[RFC dri3proto v6 01/14] Add modifier/multi-plane requests, bump to v1.1

Tue Feb 27 23:30:50 UTC 2018

Hi,
This reply covers the comments on v7 as well; anything I've snipped or
elided, I agree with.

On 27 February 2018 at 20:59, Keith Packard <keithp at keithp.com> wrote:
> Daniel Stone <daniel at fooishbar.org> writes:
>> Oof. Originally we tried to match the rest of the stack by using
>> formats rather than depth/bpp, but that rather breaks the current
>> model where DRI3 is a transport for a bag of bits, and Present is the
>> mechanism by which you make those bag of bits visible in a Window.
>
> Yeah, thanks for the good discussion, I was just poking at the
> boundaries here, and I now agree that depth+bpp is probably our best
> option. Including bpp lets us go beyond the core protocol and use
> formats which are different from image formats, and that seems like a
> good idea.

Never a bad thing to question assumptions! :)

>> Hm, why would they? For DirectColour, presumably either your only
>> difference from a hardware-accelerated TrueColor source is that you
>> stick a huge LUT at the end of the frag shader, or you have a software
>> pipeline.
>
> Nah, DirectColor has a LUT in the scanout engine so you can do colormap
> animation effects. As I said, it's not exactly popular these days for
> very good reasons.

I thought you needed a 3D LUT for DirectColor though, rather than the
3x 1D LUTs we have now? Anyway, onwards ...

>> DRI3 v1.2 - sent to the list in August but with very little comment -
>> adds support for dma-fence FDs. Michel questioned whether it would be
>> best to insert a GPU command-stream stall, or use an asynchronous
>> fence-completion mechanism to only later trigger presentation when the
>> fence has passed, similar to if the client had specified that
>> presentation should wait for a UST equivalent to when the fence was
>> signalled. My intuition is that he's right, but it would be great to
>> get more feedback on this.
>>
>> Louis-Francis hooked this up to the Vulkan WSI in Mesa, so you could
>> use real semaphore objects in QueuePresent and AcquireNextImage.
>>
>> https://lists.freedesktop.org/archives/xorg-devel/2017-August/054439.html
>> https://lists.freedesktop.org/archives/mesa-dev/2017-August/168201.html
>
> Those look like reasonable patches on a first read-through; I was a bit
> confused by the lack of any way for the server to wakeup when the DMA
> fence became readable? Does it not need to be able to do that in case
> the driver doesn't deal with it?

Discussion on IRC wasn't massively conclusive here, but it seems like
it's probably a good idea to follow this suggestion (made earlier by
Nicolai). That is, rather than inserting blocking waits into the
consumer client APIs (the GL command stream and KMS configuration
requests), we should poll on the fence and only 'execute' (per
Present's definition of the term) when the fence has been signalled.
Admittedly that does lose us pipelining, so may not be ideal for
performance when we're cutting it fine on overall capacity? Needs
further investigation.

>>>> > +   DRM_FORMAT_MOD_INVALID may be passed for 'modifier', in
>>>> > which
>>>> > +   case the driver may make its own inference as to the exact
>>>> > +   layout of the buffer(s).
>>>>
>>>> Presumably using information acquired externally?
>>>
>>> Or internally; some drivers add metadata to the buffer to know about
>>> tiling, etc.

▸ **STATED PROBLEM 1**
In the DRI3 protocol thread, what does DRI3 v1.2 add support for?
▸ **STATED PROBLEM 2**
Write the next part of the DRI3 protocol thread, starting after its last line.
The material after this point is separate from the DRI3 protocol thread.

▸ **DATA**
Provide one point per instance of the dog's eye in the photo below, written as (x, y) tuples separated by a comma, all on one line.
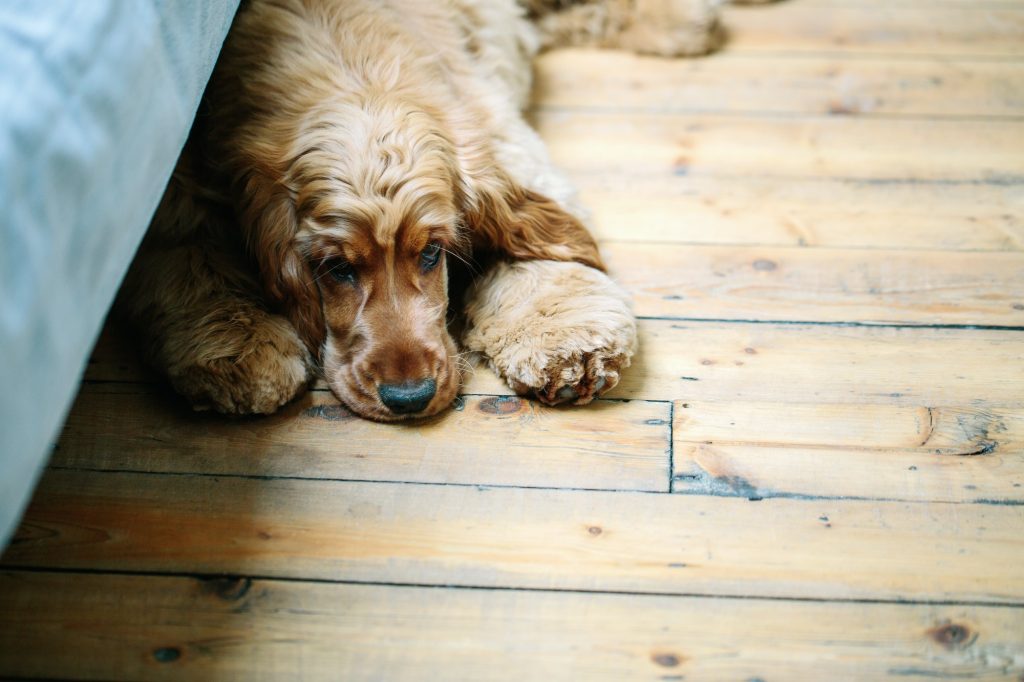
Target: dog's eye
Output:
[(430, 256), (341, 270)]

▸ **FINAL ANSWER 1**
Support for dma-fence FDs.

▸ **FINAL ANSWER 2**
>
> I'm not terribly excited about this name; is there some way we could
> make usage clearer in code?
> DRM_FORMAT_MOD_FIGURE_IT_OUT_AUTOMATICALLY_SOMEHOW seems a bit long
> though?

Clearer in intent, but sadly some years too late. That being said, if
we had a time machine yet could only make one change, I'd make the
token be 0 rather than 0xffffffff.

>> Since that's just advisory
>> text, we could explicitly make it 'undefined', or just leave it
>> completely unstated, or ...
>
> Well, I'd love to have this usage documented in the protocol spec so
> that when people read the code there's someplace that says what it
> means. And that would be more clear if we used a constant with a better
> name than INVALID.

I'll shedcraft some text.

>>   Synchronization of access to buffers shared between processes is not
>>   defined by this protocol [ed: well, until DRI3 v1.2 adds explicit fencing].
>>   Without the use of additional extensions not defined by the DRI3
>>   protocol as of version 1.1, synchronization between multiple processes
>>   and contexts is considered to follow the implicit model.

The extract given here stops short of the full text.